# [Exercise instructions]
In the text on Hong Kong vehicle registration plates, render this sentence in French: "The physical number plates are not provided by the government but are made to order by garages."

# [Text segment]
* * * *

Vehicle registration plates in Hong Kong are managed by the Transport Department of Hong Kong. The physical number plates are not provided by the government but are made to order by garages. The vehicle registration system in Hong Kong is independent from that of Mainland China and Macau.

Overview
Each vehicle must display two registration plates: one at the front, and one at the rear of the vehicle. The front plate has black characters on a white background, and the rear plate has black characters on a yellow background. The height of the letters and numerals are not less than 8 cm (3.1 in) and not more than 11 cm (4.3 in). The plates should comply with British Standard B.S. 145a, and have permanently marked on the plate the specification number "B.S. AU 145a".

Numbering system

Vehicles of the Chief Executive do not have registration plates. Instead, they have the Emblem of Hong Kong in front and at the rear. During British administration, the vehicle of the Governor bore the St Edward's Crown emblem.

Usual numbers

Regular registrations consist of a two-letter prefix followed by a number between 102 and 9998 (refer to the  Special Registration Marks section for a list of withheld numbers) without leading zeroes. The letters "I", "O" and "Q" are not used in prefixes to avoid ambiguity.

The very first numbers allocated (1–9999) had no prefixes. "HK" and "XX" were the first two prefixes allocated, followed by "AA", "AB", "AC", through to "AZ" – except for "AM", which was reserved for Government vehicles. Then came "BB" through "BZ", "CA" through "CZ", &c. The "BA" prefix wasn't issued, as the authorities came to the conclusion that it could be confused with "AB". "BF" was also skipped, as it was still associated with the expression 'bloody fool' in the 1970s. In 2003, the "BA" and "BF" prefixes were made available at auction for personalised registration plates.

The prefixes "FU", "FV" and "ZM" were also issued out of turn. "FU" and "FV" are typically issued to vehicles whose primary registration is abroad (usually Mainland China), however, some locally-registered vehicles also use the "FU" and "FV" prefixes. ZM-prefixed plates are issued to Macanese-registered vehicles in Hong Kong, and are the equivalent of Chinese cross-border plates. Some "DW", "EW" and "SJ" registration marks are also used for this purpose.

Shortly prior to the handover of Hong Kong on 1 July 1997, the Advanced Detachment of the People's Liberation Army entered Hong Kong.  Their vehicles were assigned a series of AD-prefixed registration plates, but continued to display their Mainland Chinese registrations whilst in Hong Kong.

* * * *

(Part of a data file)
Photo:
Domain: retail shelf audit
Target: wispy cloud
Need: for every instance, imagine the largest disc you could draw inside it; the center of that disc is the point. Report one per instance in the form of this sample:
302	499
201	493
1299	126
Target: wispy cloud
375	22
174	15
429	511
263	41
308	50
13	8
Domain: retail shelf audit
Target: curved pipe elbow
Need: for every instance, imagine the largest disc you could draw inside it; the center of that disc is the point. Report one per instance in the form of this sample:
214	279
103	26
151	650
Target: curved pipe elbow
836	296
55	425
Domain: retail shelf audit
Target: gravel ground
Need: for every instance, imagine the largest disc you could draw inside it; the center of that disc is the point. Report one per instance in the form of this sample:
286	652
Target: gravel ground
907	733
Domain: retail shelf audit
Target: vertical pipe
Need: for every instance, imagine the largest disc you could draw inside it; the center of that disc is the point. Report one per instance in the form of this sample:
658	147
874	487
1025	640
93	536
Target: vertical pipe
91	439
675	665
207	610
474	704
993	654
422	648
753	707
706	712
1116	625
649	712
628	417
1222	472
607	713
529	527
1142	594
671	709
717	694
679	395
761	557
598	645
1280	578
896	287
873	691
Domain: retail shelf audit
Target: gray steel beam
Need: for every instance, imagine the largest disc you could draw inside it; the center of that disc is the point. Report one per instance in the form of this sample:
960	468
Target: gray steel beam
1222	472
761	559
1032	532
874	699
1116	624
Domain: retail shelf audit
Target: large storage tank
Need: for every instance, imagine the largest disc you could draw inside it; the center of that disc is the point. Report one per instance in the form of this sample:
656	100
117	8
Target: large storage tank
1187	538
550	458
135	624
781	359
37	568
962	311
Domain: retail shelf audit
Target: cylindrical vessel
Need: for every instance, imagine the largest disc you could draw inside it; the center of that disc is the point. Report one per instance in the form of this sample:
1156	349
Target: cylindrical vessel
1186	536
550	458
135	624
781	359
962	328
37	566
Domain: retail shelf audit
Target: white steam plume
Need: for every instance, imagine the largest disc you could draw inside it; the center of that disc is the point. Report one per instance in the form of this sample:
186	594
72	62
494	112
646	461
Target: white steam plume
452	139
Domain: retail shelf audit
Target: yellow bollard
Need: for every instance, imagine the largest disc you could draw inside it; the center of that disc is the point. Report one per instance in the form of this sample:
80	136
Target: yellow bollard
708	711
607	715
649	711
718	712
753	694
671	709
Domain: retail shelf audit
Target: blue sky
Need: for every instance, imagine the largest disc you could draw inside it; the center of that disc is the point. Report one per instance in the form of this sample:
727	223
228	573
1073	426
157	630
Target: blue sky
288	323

* * * *

# [Solved exercise]
Les plaques d'immatriculation physiques ne sont pas fournies par le gouvernement, mais sont fabriquées sur commande par des garages.